## WHAT THIS TASK INVOLVES
Reproduce the text of every entry below verbatim, leaving out the images.

## RECORD EXTRACTS
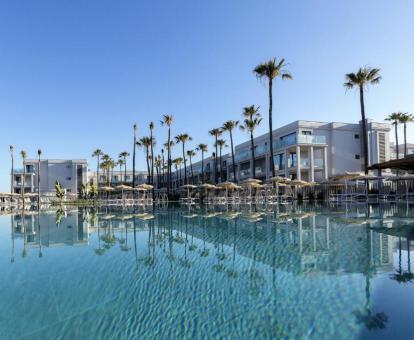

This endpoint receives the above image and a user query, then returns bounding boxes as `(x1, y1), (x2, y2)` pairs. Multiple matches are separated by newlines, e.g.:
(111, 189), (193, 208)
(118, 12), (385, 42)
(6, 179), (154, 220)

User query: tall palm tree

## REPLY TO THE TASK
This endpoint receives the above image and a user query, then returns bounding boxes as `(x1, y1), (x2, y2)` pairs. Multiple matches are separated by newlines, e.g.:
(111, 189), (193, 208)
(118, 12), (385, 42)
(6, 179), (154, 220)

User query: tall palm tree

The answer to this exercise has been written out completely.